正文:

────────────────────

LeetCode - Search a 2D Matrix II

Write an efficient algorithm that searches for a value in an m x n matrix. This matrix has the following properties:

Integers in each row are sorted in ascending from left to right.
Integers in each column are sorted in ascending from top to bottom.
Example:

Consider the following matrix:

[
  [1,   4,  7, 11, 15],
  [2,   5,  8, 12, 19],
  [3,   6,  9, 16, 22],
  [10, 13, 14, 17, 24],
  [18, 21, 23, 26, 30]
]
Given target = 5, return true.

Given target = 20, return false.

观察可知越往右下数越大，加上每一行最后一个数是该行最大值，因此可以根据列值减少搜索的列数。定义 i 为矩阵的行，j 为矩阵的列，初始化 i 为0，j 为最后一列。若目标值大于当前matrix [ i ][ j ] 时，说明此行不可能比目标值大，因此 i+1；若小于，则目标值必然不在此列，因此 j-1；若等于则输出。

class Solution {
    public boolean searchMatrix(int[][] matrix, int target) {
        if(matrix == null || matrix.length == 0 || matrix[0].length == 0){
            return false;
        }
        int row = matrix.length;
        int column = matrix[0].length;
        int r = 0;
        int c = column - 1;
        
        while(r < row && c >= 0){
            if(target > matrix[r][c]){
                r++;
            }
            else if(target < matrix[r][c]){
                c--;
            }
            else{
                return true;
            }
        }
        
        return false;
    }
}

────────────────────

任务要求 1: 在这篇矩阵搜索题解的思路说明中，i 和 j 分别被初始化为什么？
任务要求 2: 请从这篇矩阵搜索题解中原样摘出一段：从含有“LeetCode - Search”的地方开始，到“top to bottom.”之后结束。

数据集摘录:

────────────────────

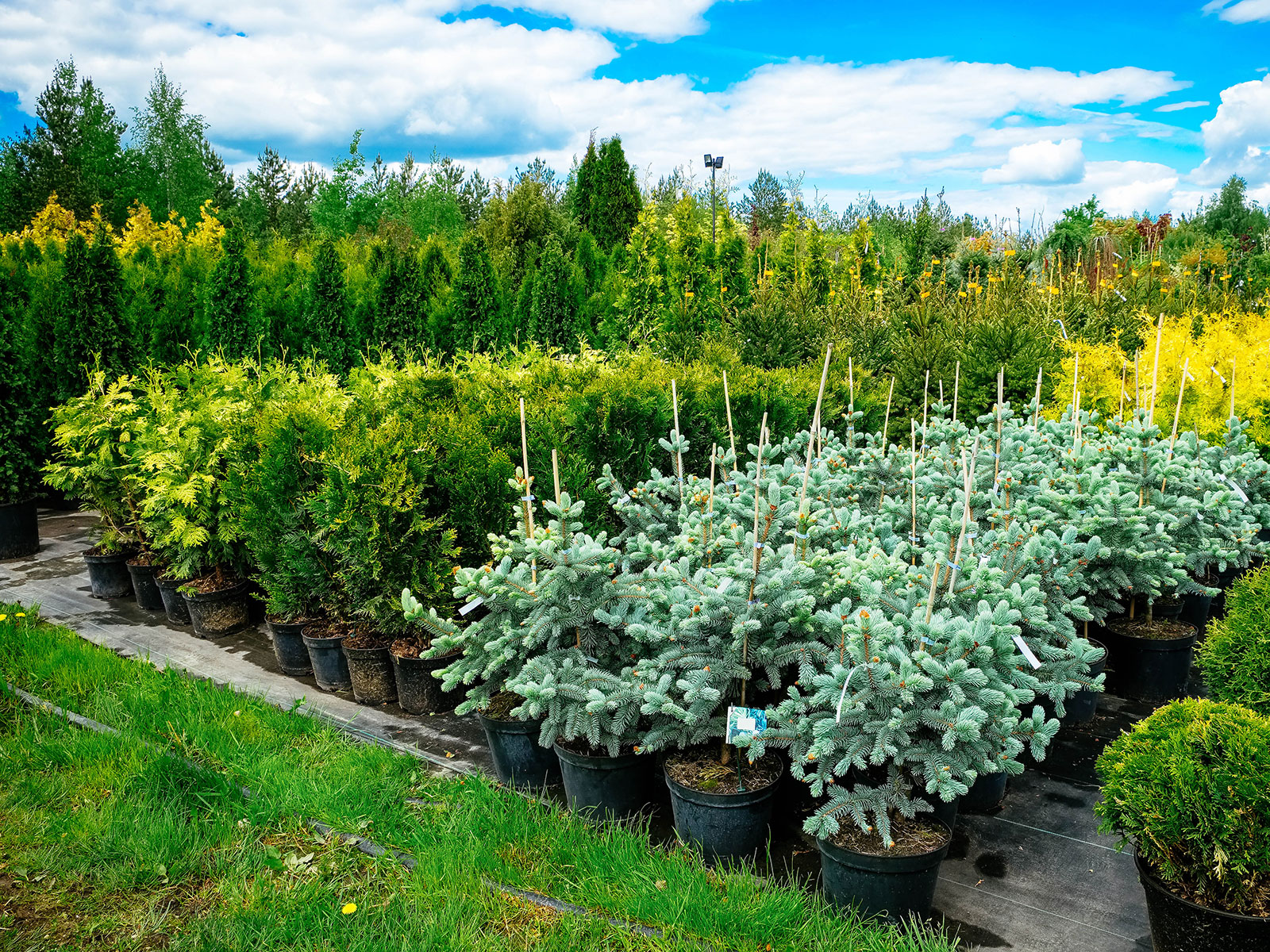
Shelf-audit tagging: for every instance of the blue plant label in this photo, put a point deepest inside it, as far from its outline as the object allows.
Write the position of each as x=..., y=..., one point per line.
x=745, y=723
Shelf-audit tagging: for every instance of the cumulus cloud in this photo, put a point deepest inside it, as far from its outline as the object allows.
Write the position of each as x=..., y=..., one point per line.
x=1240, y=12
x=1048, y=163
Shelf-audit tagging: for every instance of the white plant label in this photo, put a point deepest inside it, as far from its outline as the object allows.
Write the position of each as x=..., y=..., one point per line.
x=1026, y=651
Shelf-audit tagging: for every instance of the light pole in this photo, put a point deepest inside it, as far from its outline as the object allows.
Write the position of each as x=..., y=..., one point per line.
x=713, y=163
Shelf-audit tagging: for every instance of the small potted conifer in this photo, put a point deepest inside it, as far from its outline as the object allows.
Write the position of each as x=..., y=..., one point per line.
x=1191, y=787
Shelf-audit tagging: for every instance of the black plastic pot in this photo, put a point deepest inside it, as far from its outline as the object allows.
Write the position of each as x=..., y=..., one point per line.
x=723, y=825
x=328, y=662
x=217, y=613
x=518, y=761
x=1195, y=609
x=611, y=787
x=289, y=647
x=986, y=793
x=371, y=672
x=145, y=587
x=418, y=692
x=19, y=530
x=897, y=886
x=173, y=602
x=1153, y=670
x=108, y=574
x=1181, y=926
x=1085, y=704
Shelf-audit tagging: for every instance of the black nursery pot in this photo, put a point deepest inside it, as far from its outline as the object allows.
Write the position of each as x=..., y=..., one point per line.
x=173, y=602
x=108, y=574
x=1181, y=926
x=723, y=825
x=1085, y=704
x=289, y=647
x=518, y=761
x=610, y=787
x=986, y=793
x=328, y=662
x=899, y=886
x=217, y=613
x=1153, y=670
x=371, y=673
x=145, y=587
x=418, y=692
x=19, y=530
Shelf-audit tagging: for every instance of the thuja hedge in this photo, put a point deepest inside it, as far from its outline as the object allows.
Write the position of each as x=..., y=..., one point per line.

────────────────────

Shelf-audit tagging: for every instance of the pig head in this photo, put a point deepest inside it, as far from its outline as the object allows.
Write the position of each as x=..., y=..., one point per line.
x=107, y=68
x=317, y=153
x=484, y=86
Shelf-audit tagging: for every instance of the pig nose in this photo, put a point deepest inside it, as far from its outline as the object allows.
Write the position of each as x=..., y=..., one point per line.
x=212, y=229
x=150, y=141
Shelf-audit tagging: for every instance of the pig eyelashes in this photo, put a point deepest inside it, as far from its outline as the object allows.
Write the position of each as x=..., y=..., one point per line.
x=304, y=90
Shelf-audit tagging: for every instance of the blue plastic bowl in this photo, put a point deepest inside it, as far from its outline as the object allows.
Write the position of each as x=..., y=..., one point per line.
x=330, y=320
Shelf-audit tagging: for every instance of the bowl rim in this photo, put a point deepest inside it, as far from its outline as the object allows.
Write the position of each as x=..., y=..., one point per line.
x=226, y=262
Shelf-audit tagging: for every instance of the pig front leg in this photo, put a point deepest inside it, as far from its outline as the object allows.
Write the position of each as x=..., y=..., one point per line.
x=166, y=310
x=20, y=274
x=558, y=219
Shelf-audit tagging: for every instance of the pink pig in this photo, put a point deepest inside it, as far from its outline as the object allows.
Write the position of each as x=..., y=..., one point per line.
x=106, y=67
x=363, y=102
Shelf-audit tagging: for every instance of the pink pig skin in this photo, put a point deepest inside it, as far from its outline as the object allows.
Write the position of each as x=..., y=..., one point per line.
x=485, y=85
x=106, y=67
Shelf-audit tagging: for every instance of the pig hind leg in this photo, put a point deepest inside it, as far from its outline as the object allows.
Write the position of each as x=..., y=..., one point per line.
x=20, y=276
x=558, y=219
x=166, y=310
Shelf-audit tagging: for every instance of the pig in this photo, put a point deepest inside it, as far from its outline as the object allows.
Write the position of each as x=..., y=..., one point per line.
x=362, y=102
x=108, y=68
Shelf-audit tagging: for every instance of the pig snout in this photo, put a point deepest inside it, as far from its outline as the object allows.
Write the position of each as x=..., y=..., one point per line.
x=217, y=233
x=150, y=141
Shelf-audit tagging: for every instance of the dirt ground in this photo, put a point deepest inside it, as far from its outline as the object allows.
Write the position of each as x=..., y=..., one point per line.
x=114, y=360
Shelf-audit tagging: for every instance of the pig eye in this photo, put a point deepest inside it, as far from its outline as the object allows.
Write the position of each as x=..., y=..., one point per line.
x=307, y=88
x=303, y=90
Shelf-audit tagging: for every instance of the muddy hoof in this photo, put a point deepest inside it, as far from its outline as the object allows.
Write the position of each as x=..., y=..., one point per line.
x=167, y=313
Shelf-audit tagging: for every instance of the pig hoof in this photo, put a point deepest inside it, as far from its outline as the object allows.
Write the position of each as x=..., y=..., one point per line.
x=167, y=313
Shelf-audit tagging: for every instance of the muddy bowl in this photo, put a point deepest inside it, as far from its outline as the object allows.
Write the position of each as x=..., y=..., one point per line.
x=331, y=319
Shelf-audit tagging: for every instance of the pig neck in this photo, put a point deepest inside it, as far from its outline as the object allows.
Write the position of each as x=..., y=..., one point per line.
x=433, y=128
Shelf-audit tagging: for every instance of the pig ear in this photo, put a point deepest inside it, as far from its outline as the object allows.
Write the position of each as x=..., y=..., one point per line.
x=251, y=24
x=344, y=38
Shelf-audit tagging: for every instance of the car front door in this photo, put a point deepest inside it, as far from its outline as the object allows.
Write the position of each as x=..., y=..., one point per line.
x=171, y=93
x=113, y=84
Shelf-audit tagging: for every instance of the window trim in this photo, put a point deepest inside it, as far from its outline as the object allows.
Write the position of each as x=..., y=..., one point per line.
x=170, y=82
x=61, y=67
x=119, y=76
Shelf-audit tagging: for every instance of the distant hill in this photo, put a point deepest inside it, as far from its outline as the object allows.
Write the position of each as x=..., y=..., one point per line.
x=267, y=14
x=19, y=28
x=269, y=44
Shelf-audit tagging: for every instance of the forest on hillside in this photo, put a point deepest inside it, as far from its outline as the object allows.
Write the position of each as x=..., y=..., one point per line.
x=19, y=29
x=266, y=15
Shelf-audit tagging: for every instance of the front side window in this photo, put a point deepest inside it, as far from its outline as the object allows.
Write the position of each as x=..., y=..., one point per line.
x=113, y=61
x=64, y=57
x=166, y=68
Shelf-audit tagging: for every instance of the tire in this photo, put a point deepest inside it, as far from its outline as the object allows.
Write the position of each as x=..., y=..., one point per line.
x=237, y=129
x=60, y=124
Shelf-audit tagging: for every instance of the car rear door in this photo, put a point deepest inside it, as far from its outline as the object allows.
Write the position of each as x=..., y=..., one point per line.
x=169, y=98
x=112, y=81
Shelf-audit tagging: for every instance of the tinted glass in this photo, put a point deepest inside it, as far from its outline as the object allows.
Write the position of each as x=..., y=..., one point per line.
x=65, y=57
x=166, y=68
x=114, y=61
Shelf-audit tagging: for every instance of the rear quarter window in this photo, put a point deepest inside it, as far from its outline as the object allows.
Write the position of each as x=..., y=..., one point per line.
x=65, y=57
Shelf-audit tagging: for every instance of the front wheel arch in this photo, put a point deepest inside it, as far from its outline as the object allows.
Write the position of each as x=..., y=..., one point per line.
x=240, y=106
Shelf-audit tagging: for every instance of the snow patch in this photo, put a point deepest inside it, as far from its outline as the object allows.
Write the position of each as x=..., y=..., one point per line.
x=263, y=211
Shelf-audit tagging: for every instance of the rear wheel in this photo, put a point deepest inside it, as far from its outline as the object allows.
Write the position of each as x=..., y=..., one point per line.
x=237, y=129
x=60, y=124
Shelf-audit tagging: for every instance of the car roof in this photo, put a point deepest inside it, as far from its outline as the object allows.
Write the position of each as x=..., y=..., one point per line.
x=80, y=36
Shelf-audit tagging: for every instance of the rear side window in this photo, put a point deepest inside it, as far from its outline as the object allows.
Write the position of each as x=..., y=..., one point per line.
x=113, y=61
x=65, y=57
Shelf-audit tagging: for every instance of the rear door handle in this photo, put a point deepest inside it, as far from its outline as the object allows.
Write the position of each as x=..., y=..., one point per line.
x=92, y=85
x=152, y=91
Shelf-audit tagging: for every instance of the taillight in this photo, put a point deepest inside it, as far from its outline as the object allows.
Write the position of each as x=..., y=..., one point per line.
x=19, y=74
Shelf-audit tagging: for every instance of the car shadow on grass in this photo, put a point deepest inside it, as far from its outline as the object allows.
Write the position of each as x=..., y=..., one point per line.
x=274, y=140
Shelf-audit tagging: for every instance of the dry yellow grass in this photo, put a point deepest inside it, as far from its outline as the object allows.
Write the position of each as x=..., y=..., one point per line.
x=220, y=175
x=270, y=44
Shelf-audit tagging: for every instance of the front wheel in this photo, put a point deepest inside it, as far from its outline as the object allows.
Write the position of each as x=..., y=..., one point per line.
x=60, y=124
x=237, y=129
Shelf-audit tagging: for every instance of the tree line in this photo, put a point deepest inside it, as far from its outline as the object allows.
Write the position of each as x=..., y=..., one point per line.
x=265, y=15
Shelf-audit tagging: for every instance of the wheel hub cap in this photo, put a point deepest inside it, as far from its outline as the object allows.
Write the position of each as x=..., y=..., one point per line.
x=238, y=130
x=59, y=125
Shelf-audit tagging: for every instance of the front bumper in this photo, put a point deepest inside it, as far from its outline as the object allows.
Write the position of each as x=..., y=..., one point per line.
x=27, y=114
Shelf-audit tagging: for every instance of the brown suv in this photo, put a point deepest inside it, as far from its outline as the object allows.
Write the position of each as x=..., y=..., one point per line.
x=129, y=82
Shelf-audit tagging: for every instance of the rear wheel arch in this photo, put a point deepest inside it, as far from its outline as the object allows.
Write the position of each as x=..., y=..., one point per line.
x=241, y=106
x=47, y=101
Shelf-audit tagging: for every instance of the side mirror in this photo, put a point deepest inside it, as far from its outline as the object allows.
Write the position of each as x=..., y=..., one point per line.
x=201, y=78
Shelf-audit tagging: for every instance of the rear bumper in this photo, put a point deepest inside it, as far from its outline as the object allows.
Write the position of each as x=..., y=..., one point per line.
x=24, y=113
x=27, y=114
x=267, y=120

────────────────────

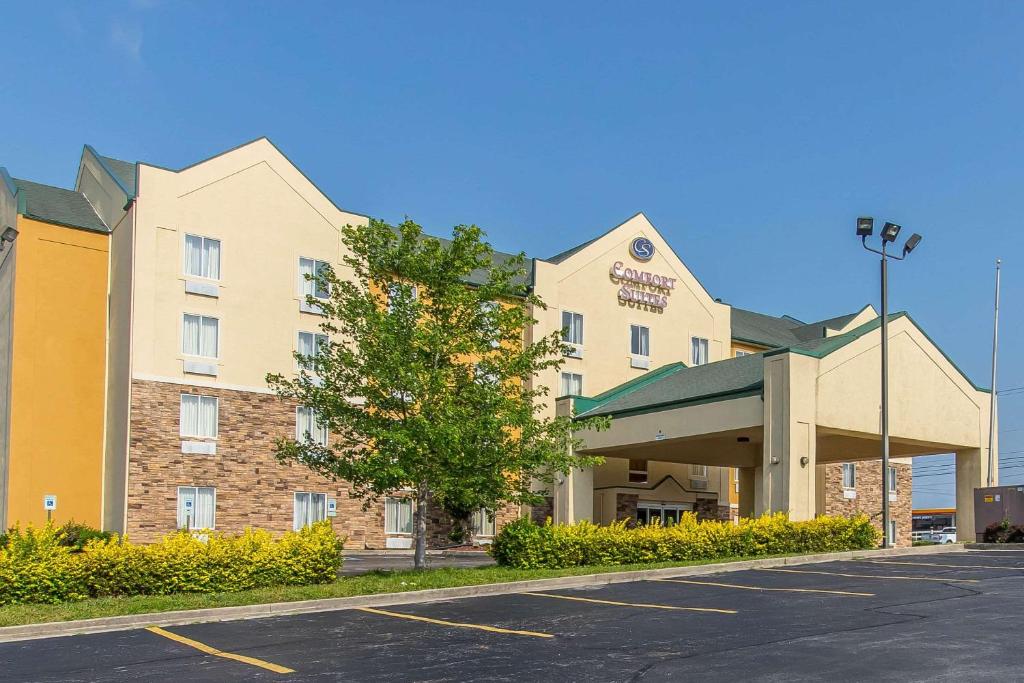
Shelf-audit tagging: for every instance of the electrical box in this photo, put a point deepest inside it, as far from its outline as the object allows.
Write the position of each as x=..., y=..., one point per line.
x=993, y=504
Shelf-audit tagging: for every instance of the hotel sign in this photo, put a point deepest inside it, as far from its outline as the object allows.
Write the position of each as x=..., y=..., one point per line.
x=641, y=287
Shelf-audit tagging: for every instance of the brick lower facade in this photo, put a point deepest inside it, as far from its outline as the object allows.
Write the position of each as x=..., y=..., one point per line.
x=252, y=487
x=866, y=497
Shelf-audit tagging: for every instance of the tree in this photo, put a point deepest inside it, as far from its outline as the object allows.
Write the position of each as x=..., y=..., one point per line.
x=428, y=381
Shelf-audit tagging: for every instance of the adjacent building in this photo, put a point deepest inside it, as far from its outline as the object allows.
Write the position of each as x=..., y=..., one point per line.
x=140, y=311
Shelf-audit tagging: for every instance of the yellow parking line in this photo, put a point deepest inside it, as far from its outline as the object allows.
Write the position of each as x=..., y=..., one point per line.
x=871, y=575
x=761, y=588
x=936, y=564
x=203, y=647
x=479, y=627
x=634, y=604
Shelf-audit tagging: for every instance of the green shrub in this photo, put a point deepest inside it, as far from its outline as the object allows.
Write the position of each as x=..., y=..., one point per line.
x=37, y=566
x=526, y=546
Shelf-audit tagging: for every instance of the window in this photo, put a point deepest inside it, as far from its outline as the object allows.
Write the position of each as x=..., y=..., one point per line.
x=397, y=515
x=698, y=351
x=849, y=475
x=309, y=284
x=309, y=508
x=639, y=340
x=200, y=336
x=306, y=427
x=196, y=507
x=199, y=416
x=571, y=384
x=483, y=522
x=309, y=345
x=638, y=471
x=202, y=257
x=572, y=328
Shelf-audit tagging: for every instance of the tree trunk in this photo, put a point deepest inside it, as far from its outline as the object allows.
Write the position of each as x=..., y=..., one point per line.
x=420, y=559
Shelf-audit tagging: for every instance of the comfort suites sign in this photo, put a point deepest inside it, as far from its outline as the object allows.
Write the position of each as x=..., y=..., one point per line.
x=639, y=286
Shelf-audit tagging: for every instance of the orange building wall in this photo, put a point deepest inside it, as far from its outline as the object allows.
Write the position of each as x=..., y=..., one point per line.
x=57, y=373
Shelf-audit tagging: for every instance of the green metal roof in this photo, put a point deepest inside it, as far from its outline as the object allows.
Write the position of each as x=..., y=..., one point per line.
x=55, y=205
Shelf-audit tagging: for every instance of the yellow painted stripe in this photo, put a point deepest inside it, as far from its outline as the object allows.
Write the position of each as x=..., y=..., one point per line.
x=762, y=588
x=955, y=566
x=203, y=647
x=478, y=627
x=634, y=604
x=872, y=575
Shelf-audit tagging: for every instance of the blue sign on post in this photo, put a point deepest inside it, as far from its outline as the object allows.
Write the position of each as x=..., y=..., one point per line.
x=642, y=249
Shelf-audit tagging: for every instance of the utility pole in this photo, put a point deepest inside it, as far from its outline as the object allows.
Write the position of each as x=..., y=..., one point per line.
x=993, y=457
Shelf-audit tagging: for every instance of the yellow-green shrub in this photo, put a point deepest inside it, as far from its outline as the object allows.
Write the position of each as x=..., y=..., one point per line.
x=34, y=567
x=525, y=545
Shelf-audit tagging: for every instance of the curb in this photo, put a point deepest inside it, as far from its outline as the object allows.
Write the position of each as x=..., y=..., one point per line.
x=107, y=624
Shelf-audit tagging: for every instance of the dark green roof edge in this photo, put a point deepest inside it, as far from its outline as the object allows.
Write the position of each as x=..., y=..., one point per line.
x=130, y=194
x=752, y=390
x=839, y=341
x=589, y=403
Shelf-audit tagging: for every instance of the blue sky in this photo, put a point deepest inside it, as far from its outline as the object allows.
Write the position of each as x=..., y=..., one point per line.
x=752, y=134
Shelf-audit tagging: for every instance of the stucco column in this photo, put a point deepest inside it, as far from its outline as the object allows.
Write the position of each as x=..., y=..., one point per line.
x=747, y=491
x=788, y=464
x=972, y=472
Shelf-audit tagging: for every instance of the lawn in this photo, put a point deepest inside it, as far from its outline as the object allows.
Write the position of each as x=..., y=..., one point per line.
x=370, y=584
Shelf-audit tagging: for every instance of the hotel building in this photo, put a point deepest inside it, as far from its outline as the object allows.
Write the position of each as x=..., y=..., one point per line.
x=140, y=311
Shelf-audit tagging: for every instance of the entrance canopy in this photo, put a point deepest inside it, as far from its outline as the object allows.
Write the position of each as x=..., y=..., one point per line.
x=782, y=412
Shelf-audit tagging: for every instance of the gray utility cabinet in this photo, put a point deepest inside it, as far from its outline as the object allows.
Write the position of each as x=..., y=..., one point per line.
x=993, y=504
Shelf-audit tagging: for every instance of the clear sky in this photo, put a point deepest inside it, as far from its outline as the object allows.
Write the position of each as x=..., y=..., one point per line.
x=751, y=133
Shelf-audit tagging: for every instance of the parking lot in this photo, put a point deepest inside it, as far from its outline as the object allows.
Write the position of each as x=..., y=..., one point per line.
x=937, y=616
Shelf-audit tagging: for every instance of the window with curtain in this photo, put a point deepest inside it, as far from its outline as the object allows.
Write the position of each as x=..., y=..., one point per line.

────────────────────

预期输出 1: i 初始化为 0，j 初始化为最后一列。

预期输出 2:
LeetCode - Search a 2D Matrix II

Write an efficient algorithm that searches for a value in an m x n matrix. This matrix has the following properties:

Integers in each row are sorted in ascending from left to right.
Integers in each column are sorted in ascending from top to bottom.